EXTRAIT À LIRE
COUR D'APPEL DE PARIS



Pôle 5 - Chambre 1



ARRÊT DU 06 OCTOBRE 2015



(n° 164/2015, 9 pages)



Numéro d'inscription au répertoire général : 14/05667



Décision déférée à la Cour : Jugement du 30 Janvier 2014 -Tribunal de Grande Instance de PARIS - 3ème chambre - 4ème section - RG n° 12/13013





APPELANTE



Société E. & J. [X] [A]

Agissant poursuite

s et diligences de ses représentants légaux domiciliés en cette qualité audit siège

[Adresse 1]

[Adresse 1]

ETATS-UNIS D'AMERIQUE



Représentée par Me Matthieu BOCCON GIBOD de la SELARL LEX...

Grosses délivrées RÉPUBLIQUE FRANÇAISE

aux parties le :AU NOM DU PEUPLE FRANÇAIS

COUR D'APPEL DE PARIS

Pôle 5 - Chambre 1

ARRÊT DU 06 OCTOBRE 2015

(n° 164/2015, 9 pages)

TRAVAIL DEMANDÉ
1) Reproduisez fidèlement l'en-tête de l'arrêt, de « Agissant poursuite » à « la SELARL LEX... ».
2) D'après l'en-tête de l'arrêt, quelle juridiction a rendu la décision déférée à la Cour ?
3) Relevez tous les numéros d'identification de décision ou de procédure figurant dans l'en-tête de l'arrêt.
Il n'est pas nécessaire de consulter les enregistrements qui suivent.

(Lignes d'un jeu de données de pointage d'objets)

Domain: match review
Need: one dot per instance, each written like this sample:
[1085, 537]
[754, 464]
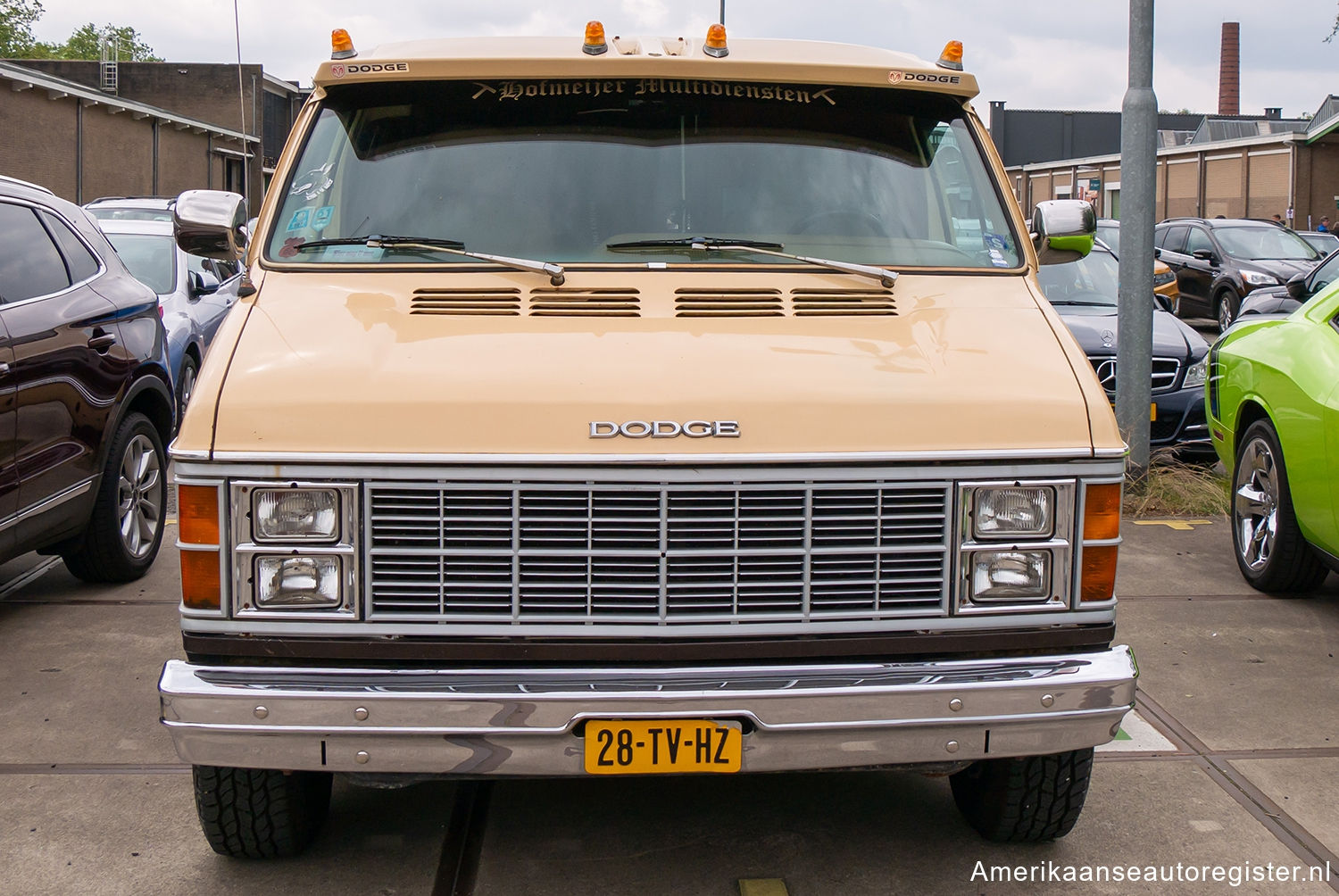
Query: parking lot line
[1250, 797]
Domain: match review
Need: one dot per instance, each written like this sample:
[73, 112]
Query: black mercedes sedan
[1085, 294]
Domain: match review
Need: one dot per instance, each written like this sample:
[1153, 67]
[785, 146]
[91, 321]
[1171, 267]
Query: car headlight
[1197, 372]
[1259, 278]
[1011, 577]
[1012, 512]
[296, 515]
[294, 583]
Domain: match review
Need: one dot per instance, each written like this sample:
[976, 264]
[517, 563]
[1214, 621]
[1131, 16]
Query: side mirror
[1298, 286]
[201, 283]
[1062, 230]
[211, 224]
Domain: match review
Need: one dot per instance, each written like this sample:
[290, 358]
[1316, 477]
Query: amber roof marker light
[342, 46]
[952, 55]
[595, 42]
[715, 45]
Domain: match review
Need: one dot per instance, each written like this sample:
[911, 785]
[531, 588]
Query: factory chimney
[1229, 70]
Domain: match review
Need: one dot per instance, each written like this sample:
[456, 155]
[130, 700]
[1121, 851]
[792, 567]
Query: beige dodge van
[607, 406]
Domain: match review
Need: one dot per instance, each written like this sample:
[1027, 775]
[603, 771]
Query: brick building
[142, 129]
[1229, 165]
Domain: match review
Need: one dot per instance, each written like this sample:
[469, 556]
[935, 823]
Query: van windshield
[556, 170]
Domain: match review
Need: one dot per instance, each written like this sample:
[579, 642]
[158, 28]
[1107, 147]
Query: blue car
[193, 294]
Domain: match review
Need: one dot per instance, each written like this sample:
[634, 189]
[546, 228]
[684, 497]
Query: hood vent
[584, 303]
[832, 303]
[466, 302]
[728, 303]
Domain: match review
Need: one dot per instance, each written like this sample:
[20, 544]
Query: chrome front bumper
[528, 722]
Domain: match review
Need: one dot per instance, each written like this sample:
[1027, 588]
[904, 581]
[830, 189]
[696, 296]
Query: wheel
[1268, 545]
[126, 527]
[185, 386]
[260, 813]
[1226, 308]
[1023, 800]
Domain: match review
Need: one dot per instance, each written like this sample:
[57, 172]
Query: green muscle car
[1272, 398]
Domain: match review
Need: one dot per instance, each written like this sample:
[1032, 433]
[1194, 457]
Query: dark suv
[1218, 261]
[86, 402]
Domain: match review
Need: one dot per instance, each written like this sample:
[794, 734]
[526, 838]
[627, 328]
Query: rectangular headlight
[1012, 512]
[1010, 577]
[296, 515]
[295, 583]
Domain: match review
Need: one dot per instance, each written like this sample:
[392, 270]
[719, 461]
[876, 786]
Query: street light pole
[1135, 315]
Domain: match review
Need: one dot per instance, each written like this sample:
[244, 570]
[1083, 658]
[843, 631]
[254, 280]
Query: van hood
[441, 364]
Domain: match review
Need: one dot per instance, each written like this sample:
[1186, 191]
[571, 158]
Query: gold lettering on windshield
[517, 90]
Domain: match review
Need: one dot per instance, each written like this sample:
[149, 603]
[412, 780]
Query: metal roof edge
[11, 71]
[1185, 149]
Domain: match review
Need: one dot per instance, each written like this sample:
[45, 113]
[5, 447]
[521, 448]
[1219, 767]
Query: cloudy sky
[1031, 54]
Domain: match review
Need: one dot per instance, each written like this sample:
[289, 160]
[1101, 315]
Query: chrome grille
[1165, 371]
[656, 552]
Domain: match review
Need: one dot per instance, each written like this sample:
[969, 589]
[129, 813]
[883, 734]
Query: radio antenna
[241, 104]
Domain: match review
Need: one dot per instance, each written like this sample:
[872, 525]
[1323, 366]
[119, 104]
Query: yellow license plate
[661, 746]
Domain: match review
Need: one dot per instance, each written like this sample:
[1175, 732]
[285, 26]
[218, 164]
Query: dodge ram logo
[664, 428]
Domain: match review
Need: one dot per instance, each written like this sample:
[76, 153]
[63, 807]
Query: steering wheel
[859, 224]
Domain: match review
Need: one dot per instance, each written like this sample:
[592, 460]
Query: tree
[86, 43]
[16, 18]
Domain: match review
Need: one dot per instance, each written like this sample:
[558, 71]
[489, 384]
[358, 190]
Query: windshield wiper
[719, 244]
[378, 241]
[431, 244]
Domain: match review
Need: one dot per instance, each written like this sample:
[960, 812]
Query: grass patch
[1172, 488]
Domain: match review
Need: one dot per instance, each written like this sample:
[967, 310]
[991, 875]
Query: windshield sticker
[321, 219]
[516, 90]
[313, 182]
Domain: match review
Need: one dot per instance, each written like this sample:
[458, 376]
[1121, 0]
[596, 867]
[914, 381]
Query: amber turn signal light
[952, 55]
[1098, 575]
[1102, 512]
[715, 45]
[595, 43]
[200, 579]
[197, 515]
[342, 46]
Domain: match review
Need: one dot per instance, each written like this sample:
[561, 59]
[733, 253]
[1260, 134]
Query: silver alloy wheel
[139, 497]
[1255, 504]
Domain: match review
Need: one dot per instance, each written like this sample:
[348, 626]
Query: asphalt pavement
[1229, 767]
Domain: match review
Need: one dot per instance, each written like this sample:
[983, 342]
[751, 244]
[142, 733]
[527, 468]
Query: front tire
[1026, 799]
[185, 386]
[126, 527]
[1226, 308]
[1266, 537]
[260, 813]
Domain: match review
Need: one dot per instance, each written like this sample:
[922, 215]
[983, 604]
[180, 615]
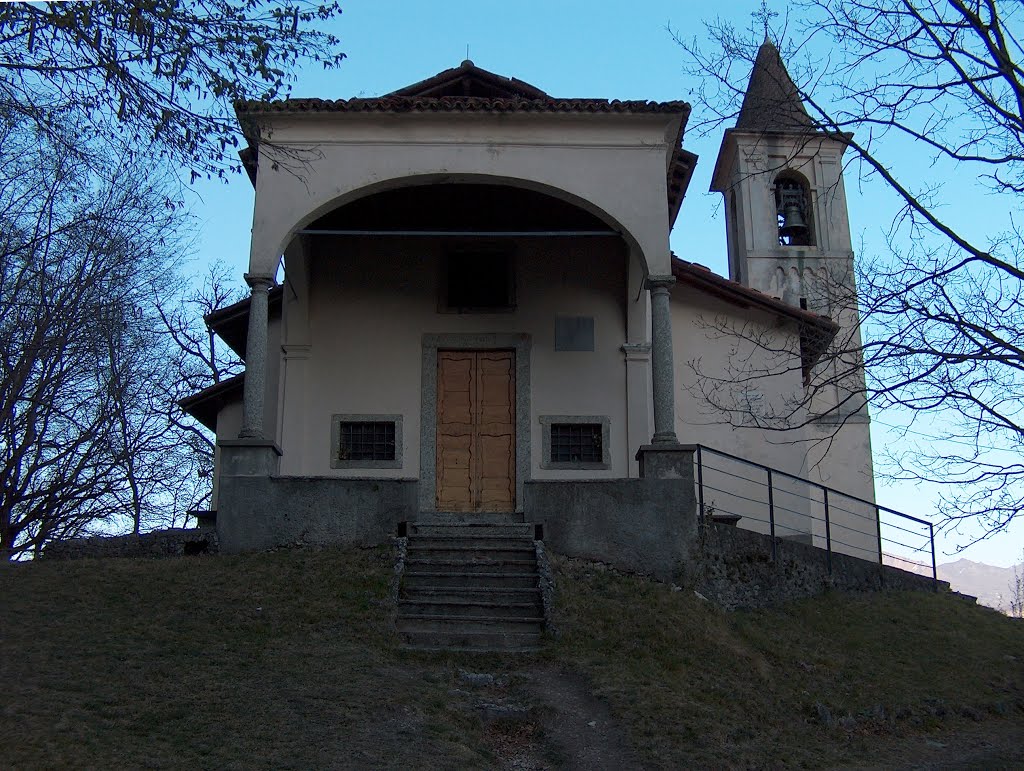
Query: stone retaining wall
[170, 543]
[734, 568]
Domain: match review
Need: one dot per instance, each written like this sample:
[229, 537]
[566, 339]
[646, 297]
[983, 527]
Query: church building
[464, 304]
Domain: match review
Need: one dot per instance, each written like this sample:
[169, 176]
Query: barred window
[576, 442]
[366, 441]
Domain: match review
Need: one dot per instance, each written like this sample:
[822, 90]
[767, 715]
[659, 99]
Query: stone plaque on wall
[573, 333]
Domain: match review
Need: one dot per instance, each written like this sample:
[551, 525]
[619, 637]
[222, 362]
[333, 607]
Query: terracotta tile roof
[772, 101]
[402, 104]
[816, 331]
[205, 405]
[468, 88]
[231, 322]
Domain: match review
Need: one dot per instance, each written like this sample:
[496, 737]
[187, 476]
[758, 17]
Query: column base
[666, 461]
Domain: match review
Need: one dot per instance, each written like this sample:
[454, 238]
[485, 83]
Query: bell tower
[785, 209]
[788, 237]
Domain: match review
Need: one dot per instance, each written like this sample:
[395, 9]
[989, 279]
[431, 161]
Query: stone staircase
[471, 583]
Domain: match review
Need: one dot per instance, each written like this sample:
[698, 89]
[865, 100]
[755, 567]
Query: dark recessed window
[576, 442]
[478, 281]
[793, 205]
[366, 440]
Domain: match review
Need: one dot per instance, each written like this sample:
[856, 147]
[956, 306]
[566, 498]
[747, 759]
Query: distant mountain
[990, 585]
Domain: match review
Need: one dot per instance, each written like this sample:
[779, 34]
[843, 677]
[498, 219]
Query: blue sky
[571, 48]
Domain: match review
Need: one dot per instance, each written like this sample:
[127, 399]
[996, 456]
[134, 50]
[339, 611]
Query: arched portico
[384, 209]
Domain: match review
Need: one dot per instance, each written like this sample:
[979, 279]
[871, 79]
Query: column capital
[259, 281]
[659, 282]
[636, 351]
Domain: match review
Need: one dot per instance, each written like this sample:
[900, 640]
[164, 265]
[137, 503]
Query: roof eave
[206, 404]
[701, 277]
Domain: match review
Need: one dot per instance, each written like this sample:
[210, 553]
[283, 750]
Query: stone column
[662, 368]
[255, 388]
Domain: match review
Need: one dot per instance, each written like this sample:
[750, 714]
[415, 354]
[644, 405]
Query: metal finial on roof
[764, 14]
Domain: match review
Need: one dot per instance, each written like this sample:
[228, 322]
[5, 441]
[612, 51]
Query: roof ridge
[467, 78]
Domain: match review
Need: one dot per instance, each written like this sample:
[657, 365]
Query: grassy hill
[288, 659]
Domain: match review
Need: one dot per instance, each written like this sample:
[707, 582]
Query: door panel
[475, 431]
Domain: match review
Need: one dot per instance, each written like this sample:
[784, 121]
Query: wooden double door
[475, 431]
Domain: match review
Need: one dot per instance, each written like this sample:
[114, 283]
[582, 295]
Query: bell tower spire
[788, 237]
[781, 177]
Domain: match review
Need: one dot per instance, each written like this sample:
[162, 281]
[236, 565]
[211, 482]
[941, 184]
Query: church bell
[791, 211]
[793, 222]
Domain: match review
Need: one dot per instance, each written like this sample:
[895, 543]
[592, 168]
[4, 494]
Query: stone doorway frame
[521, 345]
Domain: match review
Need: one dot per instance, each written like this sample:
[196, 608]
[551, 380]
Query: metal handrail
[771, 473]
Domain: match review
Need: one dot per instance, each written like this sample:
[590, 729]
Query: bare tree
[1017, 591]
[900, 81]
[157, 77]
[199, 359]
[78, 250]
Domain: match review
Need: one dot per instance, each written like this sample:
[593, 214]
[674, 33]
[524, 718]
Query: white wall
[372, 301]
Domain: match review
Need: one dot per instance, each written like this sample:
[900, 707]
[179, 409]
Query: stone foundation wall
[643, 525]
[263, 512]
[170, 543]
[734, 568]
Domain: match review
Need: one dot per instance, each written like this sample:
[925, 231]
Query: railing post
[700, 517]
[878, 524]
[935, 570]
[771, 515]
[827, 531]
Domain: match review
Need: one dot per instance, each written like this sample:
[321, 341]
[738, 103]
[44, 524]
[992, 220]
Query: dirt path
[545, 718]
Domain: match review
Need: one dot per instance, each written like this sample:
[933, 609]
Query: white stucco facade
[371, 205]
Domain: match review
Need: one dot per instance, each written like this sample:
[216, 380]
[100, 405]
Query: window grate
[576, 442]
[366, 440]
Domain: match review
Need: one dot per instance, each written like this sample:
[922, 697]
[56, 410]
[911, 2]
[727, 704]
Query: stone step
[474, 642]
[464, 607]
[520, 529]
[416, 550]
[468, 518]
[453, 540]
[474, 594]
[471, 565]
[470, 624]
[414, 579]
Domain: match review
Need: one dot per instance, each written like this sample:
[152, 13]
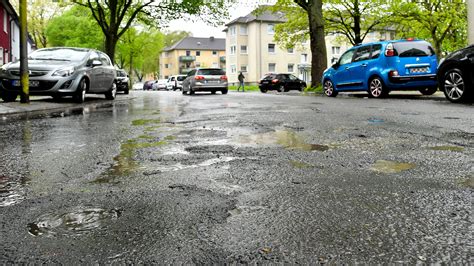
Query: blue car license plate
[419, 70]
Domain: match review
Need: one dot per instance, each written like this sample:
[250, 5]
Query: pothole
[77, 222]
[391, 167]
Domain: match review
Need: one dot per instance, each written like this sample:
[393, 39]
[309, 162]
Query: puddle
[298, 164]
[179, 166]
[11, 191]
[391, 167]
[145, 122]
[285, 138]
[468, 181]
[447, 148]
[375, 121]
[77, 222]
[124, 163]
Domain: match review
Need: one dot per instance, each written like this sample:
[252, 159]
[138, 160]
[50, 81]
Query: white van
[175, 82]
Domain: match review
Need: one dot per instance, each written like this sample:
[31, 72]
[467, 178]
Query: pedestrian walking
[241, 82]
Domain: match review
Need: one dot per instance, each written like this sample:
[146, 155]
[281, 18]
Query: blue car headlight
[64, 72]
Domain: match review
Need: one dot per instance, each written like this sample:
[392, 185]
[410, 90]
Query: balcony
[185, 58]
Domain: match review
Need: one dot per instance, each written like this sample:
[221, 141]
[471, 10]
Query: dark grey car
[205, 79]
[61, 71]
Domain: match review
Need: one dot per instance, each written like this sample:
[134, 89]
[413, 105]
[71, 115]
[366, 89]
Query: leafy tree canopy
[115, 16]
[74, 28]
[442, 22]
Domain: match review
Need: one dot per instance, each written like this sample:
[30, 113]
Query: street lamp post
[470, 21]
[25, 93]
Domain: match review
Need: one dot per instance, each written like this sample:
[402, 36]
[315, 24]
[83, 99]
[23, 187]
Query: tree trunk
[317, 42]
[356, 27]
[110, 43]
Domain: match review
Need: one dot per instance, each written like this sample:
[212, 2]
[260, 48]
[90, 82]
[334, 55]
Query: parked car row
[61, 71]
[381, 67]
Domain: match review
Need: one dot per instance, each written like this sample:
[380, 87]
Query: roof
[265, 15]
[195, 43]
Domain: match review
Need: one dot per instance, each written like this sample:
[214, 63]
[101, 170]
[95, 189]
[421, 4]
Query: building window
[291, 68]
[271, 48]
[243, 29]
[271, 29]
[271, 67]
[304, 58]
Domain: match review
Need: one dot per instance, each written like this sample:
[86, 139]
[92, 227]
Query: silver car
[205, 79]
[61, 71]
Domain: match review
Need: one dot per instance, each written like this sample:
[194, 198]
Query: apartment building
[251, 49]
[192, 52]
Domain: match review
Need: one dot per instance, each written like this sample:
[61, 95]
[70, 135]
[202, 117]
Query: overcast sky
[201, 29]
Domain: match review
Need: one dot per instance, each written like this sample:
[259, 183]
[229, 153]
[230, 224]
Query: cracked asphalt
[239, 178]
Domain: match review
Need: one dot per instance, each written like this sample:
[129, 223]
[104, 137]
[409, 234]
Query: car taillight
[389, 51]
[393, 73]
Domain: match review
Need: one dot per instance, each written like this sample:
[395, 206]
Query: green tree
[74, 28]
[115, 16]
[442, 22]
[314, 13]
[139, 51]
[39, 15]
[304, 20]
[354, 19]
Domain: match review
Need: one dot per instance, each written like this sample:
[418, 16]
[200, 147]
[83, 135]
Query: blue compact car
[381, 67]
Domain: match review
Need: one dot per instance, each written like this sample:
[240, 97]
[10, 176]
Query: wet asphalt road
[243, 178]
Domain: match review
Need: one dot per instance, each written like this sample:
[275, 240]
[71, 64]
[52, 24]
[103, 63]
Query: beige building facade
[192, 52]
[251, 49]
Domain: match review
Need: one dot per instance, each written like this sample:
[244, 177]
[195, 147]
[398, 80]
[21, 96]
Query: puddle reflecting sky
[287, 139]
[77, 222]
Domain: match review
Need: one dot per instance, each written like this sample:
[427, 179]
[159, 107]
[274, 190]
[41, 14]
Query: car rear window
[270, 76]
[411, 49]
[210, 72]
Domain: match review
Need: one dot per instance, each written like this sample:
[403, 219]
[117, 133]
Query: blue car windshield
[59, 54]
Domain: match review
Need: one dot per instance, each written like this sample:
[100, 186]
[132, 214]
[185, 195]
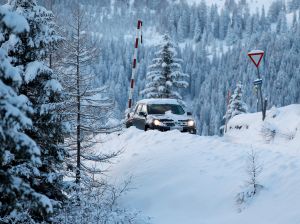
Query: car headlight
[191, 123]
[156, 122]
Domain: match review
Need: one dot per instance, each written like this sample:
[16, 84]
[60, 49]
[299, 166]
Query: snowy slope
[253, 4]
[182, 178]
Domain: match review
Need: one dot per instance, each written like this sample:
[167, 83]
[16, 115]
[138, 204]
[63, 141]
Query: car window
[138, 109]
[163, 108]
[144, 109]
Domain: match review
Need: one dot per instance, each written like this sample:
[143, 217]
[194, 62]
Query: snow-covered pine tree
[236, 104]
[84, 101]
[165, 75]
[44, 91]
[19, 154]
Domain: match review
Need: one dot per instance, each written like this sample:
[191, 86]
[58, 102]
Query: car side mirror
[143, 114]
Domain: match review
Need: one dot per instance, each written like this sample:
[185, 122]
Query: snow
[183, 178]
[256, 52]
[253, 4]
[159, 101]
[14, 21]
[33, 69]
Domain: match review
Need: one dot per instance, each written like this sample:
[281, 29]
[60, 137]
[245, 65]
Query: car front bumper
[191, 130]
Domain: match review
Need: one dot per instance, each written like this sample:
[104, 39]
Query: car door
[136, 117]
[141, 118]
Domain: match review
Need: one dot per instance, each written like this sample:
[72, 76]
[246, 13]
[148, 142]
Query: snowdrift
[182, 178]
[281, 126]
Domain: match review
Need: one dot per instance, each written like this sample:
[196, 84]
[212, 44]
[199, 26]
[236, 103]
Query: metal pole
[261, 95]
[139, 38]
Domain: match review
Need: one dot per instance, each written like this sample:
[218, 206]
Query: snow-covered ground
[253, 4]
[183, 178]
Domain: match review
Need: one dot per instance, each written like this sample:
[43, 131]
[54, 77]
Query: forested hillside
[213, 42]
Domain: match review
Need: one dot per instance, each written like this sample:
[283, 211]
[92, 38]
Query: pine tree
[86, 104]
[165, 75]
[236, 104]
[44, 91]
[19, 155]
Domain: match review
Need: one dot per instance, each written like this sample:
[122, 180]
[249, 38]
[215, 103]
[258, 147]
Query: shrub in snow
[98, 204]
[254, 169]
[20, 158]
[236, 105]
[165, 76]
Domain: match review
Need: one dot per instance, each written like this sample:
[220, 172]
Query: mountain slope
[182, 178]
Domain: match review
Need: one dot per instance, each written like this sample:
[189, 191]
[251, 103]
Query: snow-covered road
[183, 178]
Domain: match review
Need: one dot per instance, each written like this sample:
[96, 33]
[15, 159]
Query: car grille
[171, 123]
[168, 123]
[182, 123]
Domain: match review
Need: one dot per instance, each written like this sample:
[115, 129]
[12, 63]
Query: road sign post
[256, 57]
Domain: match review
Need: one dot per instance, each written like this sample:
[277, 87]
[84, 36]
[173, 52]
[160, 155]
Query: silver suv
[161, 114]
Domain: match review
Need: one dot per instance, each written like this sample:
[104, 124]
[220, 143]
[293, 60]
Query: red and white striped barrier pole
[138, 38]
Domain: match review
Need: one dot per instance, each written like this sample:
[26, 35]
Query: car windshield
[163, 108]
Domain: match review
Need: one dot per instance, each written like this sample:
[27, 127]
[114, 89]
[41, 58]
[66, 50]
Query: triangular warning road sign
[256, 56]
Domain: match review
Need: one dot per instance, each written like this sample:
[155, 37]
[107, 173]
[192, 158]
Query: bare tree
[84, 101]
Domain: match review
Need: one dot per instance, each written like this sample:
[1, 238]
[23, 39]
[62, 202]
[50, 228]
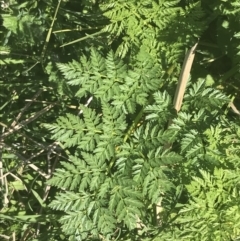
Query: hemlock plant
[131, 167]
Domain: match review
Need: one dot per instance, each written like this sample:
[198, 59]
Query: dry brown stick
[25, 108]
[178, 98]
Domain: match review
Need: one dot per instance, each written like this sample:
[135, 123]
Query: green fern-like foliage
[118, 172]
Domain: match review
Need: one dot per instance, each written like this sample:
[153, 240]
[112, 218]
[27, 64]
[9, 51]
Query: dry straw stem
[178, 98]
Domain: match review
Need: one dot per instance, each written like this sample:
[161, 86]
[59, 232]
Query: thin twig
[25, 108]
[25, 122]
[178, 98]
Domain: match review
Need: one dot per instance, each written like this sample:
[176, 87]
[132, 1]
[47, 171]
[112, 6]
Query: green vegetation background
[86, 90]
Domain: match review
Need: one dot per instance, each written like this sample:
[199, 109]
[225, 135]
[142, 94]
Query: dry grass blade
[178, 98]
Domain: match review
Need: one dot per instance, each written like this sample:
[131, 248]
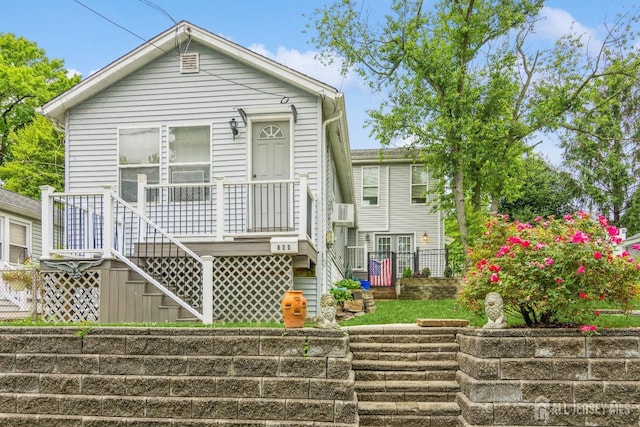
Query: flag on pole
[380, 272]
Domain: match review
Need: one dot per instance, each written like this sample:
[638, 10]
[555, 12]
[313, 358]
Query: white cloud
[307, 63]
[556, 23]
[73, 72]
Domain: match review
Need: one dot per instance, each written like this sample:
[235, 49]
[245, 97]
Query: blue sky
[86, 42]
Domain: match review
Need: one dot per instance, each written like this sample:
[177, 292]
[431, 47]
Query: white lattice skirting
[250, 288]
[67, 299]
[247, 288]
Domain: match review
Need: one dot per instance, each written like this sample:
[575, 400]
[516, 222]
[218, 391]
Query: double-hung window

RÉPONSES ATTENDUES
1)
Agissant poursuite

s et diligences de ses représentants légaux domiciliés en cette qualité audit siège

[Adresse 1]

[Adresse 1]

ETATS-UNIS D'AMERIQUE



Représentée par Me Matthieu BOCCON GIBOD de la SELARL LEX...

2) Le Tribunal de Grande Instance de Paris, 3ème chambre, 4ème section.

3)
- 164/2015 (numéro de l'arrêt)
- 14/05667 (numéro d'inscription au répertoire général)
- 12/13013 (numéro RG du jugement déféré)